EXERCISE REQUIREMENTS:
1. Answer these questions from the account of Adderall use and the quarry rock:
(a) According to the account, where was the abandoned sand wash located?
(b) At what time of day did the writer drive over to the quarry?
(c) Through whom did the writer discover Adderall?
2. In the account of Adderall use and the quarry rock, reproduce word for word the part from "While on the drug, our" up to and including "worth the cost.".
3. Carry on the account of Adderall use and the quarry rock, picking up after its last sentence.

While on the drug, our creative endeavors seemed productive and useful. It is only after we have some clean time, that the insanity of our behavior became recognizable. It is disheartening to savor the beauty we created on Adderall.  Beautiful though it may be, it is not worth the cost.

 

One of the crazy OCD creative behaviors I indulged in while on the drug was excavating quarry rock from an old abandoned sand wash, as the old timers called it. It was located at an industrial site that used a machine that gathered up boulders, rocks of all sizes, pebbles and ultimately sand from a freshwater lake. The lake was fed by an underground stream, origins unknown. The rock was tumbled and mesmerizingly beautiful. 

 

All of this circumstance came about because my job got outsourced. The company I worked for kept me on the payroll but moved me to another state to work in. So, every day I traveled from one state to another to make my living. I hated my new job and the awful commute. I was severely depressed and I was looking for a way out. I discovered Adderall through a psychiatrist who was treating me for depression. I began to kick ass on that stupid repetitive job and still had more juice to go after work. Thus began the romantic era with Adderall as a newly born Superman. Every day after work at 3:00 PM, I drove over to the quarry and changed into my work clothes. I wouldn’t get home until after dark. It was rare that I missed a day and would often go back on the weekends.

[Records from a dataset]
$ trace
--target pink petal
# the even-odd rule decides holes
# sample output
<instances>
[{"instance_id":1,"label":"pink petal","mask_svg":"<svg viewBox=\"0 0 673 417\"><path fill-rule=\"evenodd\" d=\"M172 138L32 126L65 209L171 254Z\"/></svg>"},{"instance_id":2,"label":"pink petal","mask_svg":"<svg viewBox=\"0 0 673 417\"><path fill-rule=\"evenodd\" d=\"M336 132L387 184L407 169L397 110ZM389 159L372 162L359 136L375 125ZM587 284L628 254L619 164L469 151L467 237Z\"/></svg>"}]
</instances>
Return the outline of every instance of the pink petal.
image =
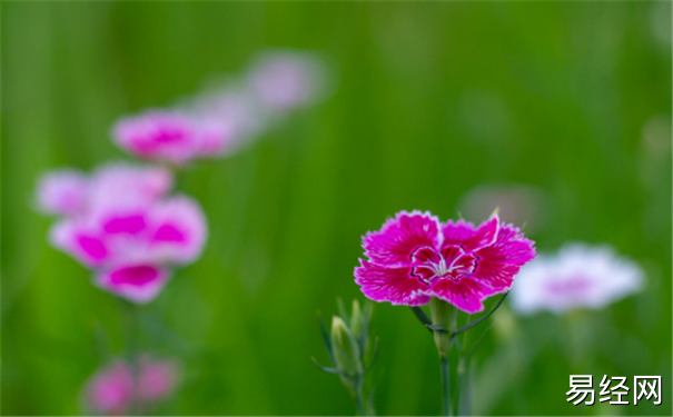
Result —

REPLIES:
1.
(a) At an industrial site that used a machine to gather boulders, rocks, pebbles and sand from a freshwater lake.
(b) At 3:00 PM, every day after work.
(c) Through a psychiatrist who was treating the writer for depression.

2.
While on the drug, our creative endeavors seemed productive and useful. It is only after we have some clean time, that the insanity of our behavior became recognizable. It is disheartening to savor the beauty we created on Adderall.  Beautiful though it may be, it is not worth the cost.

3.
 

A machine gathered everything and put all of the rock on a long conveyer belt. The belt ran from the water to the shoreline, where it deposited the rock in perfectly sorted piles, large to small.

In summer, the piles of rock were completely disguised and impossible to see. This is because vegetation covered everything. The sand wash business closed up over 30 years ago and that was more than enough time for Mother Nature to reclaim everything.

 

I harvested the rock during winter, when the weeds and the bugs died back. The rock pile was huge and triangular. It was as long as a football field and about 100 feet tall on the big rock end facing the lake, trailing all the way down to lake level at the sandy end in the rear facing the industrial site. The pile slanted long and low on each side like a mountain. I drove my car up the mountain on a road that led to the summit.  The view over the lake looked west reflecting spectacular sunsets. It was my own secret place. It was a place where Adderall and I could really shine. In complete isolation, I worked like a machine until dark every day of every winter for 6 years.

 

I would unload the car at night using a garden cart to wheel the rock into the woods behind my home. I was using the rock to build a rock wall. The wall is 150 feet long with 2 entrances into the woods. Lying before the woods are 4 garden beds where I plant perennial and annual plants, each bed laced with a bed of small tumbled rock. There is another bed in the woods, adding pattern to the design. I harvested (dug out) and hauled roughly 250 tons of rock. Think about that.

 

All the neighbors make a point to stop by and tell me how beautiful my backyard is. I tell you that it is hard for me to take too much pride in it, although I have to admit that it is indeed beautiful.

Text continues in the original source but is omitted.